● TASK GOAL
Begin with the first line of the listing and quote every line through the one containing "the pink azalea"; give only those lines.

● MATERIALS PROVIDED
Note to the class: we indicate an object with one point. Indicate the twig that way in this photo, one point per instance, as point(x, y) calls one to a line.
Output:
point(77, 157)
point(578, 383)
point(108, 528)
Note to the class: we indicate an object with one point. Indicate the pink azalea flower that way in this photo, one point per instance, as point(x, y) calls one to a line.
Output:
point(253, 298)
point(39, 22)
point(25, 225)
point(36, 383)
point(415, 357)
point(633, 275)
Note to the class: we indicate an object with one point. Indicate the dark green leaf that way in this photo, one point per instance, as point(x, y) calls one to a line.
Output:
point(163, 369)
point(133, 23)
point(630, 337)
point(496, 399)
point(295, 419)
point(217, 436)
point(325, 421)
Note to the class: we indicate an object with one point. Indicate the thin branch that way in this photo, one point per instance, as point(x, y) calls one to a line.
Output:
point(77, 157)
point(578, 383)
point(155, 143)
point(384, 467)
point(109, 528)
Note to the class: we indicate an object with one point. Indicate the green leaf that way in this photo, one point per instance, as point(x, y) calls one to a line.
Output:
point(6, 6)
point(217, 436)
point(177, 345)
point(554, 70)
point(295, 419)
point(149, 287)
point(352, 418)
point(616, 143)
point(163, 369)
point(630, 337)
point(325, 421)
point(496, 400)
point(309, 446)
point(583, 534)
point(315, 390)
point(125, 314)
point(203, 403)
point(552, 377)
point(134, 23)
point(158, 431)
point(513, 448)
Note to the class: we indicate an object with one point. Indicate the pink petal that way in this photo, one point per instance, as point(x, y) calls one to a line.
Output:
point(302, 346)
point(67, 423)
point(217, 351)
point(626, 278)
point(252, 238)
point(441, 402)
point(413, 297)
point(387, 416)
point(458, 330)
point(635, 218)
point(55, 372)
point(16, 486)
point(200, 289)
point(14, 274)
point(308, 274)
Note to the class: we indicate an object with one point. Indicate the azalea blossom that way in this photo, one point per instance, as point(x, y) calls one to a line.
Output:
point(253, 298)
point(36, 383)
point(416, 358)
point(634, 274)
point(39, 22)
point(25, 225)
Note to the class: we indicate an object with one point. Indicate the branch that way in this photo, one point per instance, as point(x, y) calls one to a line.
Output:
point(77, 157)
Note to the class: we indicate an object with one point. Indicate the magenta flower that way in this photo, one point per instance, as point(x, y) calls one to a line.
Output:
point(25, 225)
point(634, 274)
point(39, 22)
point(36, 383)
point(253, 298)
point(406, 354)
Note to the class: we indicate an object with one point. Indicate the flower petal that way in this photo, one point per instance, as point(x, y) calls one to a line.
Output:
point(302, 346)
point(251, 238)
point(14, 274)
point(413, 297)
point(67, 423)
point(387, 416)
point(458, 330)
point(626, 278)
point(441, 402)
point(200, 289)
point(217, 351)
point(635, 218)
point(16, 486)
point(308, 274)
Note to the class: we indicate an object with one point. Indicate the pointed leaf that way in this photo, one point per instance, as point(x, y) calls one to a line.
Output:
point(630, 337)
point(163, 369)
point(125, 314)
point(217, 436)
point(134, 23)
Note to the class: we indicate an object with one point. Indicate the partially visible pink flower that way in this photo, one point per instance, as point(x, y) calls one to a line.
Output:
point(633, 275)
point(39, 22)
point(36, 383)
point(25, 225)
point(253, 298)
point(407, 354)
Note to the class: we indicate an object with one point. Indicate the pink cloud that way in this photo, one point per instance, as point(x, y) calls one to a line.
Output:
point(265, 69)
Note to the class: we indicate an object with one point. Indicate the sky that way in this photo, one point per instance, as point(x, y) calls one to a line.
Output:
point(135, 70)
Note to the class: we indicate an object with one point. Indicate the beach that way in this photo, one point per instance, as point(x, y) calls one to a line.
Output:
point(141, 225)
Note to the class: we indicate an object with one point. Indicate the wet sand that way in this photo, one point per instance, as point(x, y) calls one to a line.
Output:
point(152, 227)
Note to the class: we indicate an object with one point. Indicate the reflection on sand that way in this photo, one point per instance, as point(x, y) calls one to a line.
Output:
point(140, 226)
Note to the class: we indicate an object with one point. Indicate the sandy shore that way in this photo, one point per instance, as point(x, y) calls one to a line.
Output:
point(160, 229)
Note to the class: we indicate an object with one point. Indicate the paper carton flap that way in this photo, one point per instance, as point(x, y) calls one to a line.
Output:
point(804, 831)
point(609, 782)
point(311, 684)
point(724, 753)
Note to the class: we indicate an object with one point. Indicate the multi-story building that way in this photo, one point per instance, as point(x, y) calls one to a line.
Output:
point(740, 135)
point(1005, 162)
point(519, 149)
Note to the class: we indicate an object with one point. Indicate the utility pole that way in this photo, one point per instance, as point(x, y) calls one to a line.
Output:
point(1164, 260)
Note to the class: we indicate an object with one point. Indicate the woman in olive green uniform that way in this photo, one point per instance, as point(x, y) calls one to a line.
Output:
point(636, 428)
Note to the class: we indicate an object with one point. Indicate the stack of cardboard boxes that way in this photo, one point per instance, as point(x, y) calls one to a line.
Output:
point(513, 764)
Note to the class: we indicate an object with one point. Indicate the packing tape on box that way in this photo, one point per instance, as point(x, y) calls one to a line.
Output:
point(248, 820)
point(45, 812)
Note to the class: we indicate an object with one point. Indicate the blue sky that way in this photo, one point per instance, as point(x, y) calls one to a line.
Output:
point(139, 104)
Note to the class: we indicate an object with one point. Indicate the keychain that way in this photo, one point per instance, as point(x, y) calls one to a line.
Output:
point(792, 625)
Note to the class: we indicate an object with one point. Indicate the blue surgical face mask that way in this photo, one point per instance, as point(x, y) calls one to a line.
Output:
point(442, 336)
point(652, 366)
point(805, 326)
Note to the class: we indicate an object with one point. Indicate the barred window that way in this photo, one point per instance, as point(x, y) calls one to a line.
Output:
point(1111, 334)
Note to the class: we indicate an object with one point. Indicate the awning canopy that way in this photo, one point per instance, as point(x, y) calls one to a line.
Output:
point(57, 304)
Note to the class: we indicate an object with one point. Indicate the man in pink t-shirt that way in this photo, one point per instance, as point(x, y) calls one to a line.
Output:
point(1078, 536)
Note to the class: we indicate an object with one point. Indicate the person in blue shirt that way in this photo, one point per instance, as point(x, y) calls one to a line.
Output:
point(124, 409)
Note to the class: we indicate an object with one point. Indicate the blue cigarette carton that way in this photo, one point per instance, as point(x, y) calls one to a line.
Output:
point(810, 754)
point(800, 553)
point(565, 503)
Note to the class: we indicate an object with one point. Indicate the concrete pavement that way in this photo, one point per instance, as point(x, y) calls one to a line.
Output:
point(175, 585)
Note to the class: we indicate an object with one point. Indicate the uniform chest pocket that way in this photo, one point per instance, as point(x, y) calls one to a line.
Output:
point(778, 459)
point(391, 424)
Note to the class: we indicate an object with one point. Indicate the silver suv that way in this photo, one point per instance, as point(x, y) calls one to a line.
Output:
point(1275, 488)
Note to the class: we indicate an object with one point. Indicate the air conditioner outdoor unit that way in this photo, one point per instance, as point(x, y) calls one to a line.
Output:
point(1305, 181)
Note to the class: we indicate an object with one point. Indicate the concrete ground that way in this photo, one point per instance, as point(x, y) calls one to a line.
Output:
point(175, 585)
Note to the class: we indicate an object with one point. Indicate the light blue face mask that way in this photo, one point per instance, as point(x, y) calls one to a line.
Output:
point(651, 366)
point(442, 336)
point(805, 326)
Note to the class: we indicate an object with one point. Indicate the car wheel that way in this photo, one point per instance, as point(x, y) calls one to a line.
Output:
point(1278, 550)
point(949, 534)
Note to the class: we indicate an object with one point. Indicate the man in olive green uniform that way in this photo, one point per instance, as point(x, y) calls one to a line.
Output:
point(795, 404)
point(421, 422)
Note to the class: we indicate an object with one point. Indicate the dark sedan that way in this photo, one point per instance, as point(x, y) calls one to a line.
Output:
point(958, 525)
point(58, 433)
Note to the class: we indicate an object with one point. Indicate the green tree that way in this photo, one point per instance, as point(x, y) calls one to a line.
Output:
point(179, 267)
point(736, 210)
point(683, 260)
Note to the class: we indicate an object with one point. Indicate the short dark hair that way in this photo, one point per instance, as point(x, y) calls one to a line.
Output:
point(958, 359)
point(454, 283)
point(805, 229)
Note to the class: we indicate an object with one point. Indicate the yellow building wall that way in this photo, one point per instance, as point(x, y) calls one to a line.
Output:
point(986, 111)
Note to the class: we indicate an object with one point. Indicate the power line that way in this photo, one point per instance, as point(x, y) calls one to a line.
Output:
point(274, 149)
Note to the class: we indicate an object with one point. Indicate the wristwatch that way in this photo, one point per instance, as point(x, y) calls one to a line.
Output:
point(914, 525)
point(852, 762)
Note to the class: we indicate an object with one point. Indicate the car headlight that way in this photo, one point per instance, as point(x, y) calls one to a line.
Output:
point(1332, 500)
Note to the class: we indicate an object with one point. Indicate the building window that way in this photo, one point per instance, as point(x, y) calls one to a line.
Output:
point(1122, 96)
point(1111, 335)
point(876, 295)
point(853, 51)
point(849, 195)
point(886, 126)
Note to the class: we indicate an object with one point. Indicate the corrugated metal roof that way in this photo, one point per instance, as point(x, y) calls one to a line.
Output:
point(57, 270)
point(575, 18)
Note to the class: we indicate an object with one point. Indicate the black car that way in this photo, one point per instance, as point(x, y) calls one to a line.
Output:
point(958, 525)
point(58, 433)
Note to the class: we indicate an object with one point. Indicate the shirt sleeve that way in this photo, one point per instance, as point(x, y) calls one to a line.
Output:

● RESPONSE FOR THIS EXERCISE
Note to the class: we indicate an object with one point. Indicate the twig that way in this photo, one point per instance, as point(x, y) calls one to a line.
Output:
point(77, 157)
point(578, 383)
point(108, 528)
Note to the class: we indicate an object with one point. Indicate the pink azalea flower that way in this photo, one point per instance, as point(x, y) calls one to a line.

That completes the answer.